▶ _Aufgaben_:
(A) Nenne die Nachnamen aller Personen, die im Urteilstext unter „Besetzung“ als Bundesrichter oder Bundesrichterin aufgeführt sind.
(B) Beantworte anhand des Urteilstexts:
(i) An welchem Datum reiste der Beschwerdeführer in die Schweiz ein?
(ii) Wer ist im Verfahren die Beschwerdegegnerin?
(iii) An welchem Datum wurde die Ehe mit Y.________ geschieden?
(C) Gib aus dem Urteilstext den Abschnitt wörtlich wieder, der mit den Worten „X.________ ist tunesischer“ anfängt und mit „Juni 2006 geschieden.“ endet.

▶ _Urteilstext_:
========================================================================
Urteil vom 19. April 2013 
Strafrechtliche Abteilung 
 
Besetzung 
Bundesrichter Mathys, Präsident, 
Bundesrichter Schneider, 
Bundesrichterin Jacquemoud-Rossari, 
Bundesrichter Denys, 
Bundesrichter Oberholzer, 
Gerichtsschreiber Keller. 
 
Verfahrensbeteiligte 
X.________, 
vertreten durch Rechtsanwalt Urs Ebnöther, 
Beschwerdeführer, 
 
gegen 
 
Staatsanwaltschaft Zürich-Sihl, Postfach, 8026 Zürich, 
Beschwerdegegnerin. 
 
Gegenstand 
Widerhandlung gegen das Ausländergesetz, 
 
Beschwerde gegen das Urteil des Obergerichts des Kantons Zürich, II. Strafkammer, vom 16. Oktober 2012. 
 
Sachverhalt: 
 
A. 
X.________ ist tunesischer Staatsangehöriger und reiste am 20. Januar 2003 in die Schweiz ein. Sein Asylgesuch wurde am 16. Mai 2003 vom Bundesamt für Flüchtlinge (heute Bundesamt für Migration) abgewiesen. Die dagegen bei der Schweizerischen Asylrekurskommission (heute Bundesverwaltungsgericht) erhobene Beschwerde blieb erfolglos. 
 
Der Beschwerdeführer heiratete am 1. Juni 2004 die schweizerische Staatsangehörige Y.________. In der Folge wurde ihm eine Aufenthaltsbewilligung zum Verbleib bei der Ehefrau erteilt. Am 11. Juni 2005 wurde der Beschwerdeführer Vater des ausserehelichen Kindes A.________. Er anerkannte seinen Sohn am 20. Juni 2005. Die Ehe mit Y.________ wurde am 19. Juni 2006 geschieden.
========================================================================
▶ _Bereitgestellte Datensätze_:
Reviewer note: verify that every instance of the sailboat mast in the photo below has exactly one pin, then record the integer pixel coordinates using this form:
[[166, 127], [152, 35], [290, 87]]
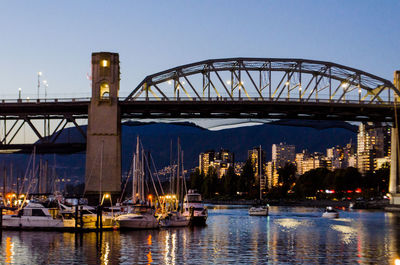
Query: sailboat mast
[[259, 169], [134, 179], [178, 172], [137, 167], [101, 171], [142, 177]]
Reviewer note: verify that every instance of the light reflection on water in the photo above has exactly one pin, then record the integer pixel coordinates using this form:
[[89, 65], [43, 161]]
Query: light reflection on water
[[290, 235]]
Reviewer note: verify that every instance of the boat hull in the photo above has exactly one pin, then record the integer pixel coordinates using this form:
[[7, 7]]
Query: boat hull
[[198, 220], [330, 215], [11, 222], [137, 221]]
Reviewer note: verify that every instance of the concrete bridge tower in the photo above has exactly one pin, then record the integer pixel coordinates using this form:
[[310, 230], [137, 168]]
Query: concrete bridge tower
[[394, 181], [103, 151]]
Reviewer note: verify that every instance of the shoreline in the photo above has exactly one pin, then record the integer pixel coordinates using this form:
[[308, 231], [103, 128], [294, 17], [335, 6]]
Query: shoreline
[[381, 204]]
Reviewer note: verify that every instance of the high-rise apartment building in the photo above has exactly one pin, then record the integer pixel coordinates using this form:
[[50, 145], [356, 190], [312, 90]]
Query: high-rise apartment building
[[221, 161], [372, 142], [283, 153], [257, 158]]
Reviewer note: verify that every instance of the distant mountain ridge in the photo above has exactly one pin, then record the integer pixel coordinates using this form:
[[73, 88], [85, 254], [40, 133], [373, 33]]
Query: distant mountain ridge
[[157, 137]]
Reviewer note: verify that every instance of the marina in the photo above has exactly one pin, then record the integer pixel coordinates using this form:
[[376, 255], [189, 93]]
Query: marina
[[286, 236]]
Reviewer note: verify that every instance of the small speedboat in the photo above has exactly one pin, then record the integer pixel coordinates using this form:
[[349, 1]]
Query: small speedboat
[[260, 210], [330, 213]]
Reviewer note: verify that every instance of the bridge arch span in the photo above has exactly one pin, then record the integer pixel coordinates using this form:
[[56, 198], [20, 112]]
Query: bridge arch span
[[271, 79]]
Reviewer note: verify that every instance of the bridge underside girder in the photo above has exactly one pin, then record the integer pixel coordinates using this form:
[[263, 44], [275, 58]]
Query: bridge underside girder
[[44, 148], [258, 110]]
========================================================================
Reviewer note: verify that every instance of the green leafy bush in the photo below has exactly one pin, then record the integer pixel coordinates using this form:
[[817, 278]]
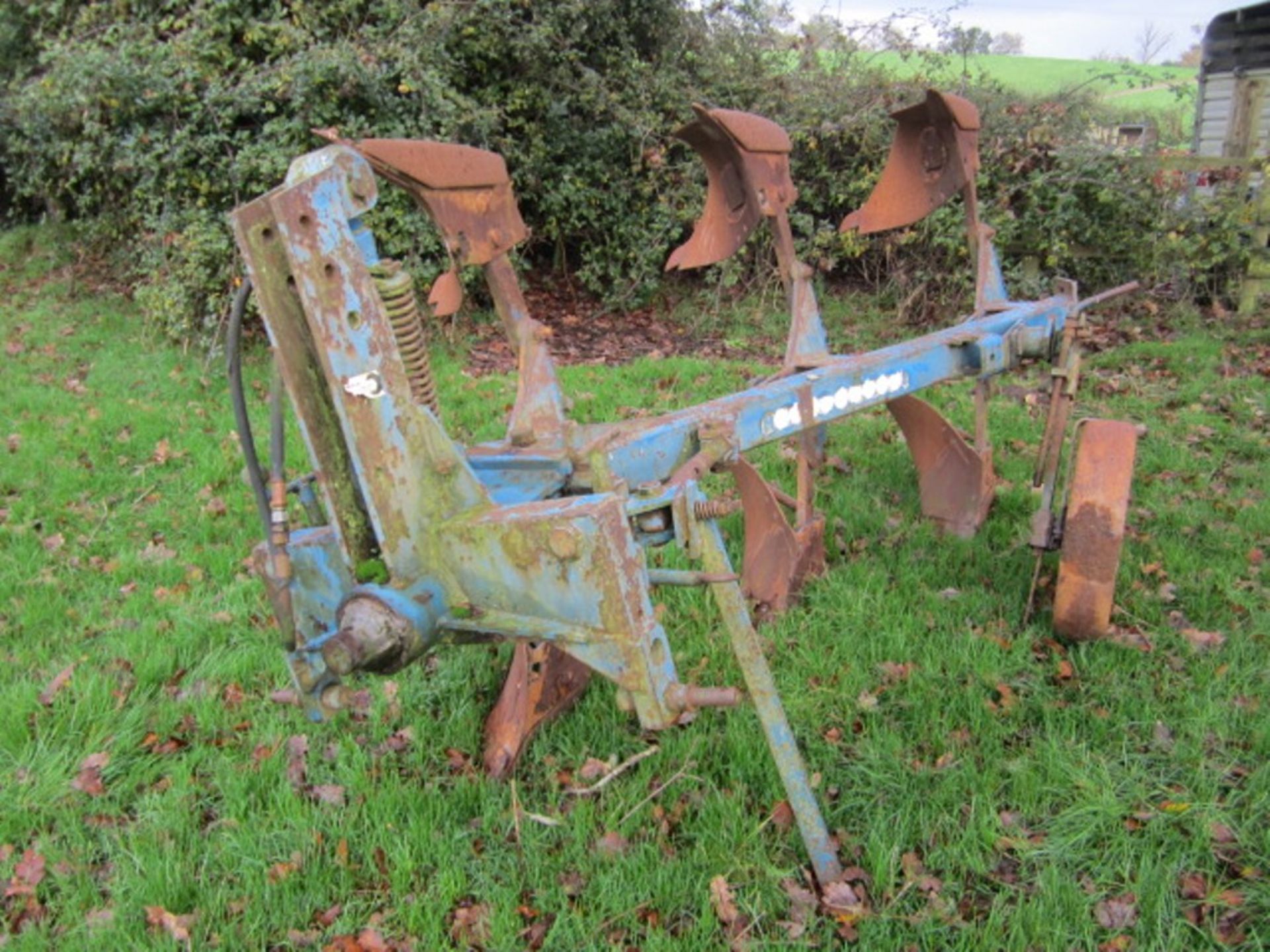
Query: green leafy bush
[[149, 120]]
========================================================================
▶ _Lösungen_:
(A) Mathys, Schneider, Jacquemoud-Rossari, Denys, Oberholzer

(B)
(i) Am 20. Januar 2003.
(ii) Die Staatsanwaltschaft Zürich-Sihl.
(iii) Am 19. Juni 2006.

(C)
X.________ ist tunesischer Staatsangehöriger und reiste am 20. Januar 2003 in die Schweiz ein. Sein Asylgesuch wurde am 16. Mai 2003 vom Bundesamt für Flüchtlinge (heute Bundesamt für Migration) abgewiesen. Die dagegen bei der Schweizerischen Asylrekurskommission (heute Bundesverwaltungsgericht) erhobene Beschwerde blieb erfolglos. 
 
Der Beschwerdeführer heiratete am 1. Juni 2004 die schweizerische Staatsangehörige Y.________. In der Folge wurde ihm eine Aufenthaltsbewilligung zum Verbleib bei der Ehefrau erteilt. Am 11. Juni 2005 wurde der Beschwerdeführer Vater des ausserehelichen Kindes A.________. Er anerkannte seinen Sohn am 20. Juni 2005. Die Ehe mit Y.________ wurde am 19. Juni 2006 geschieden.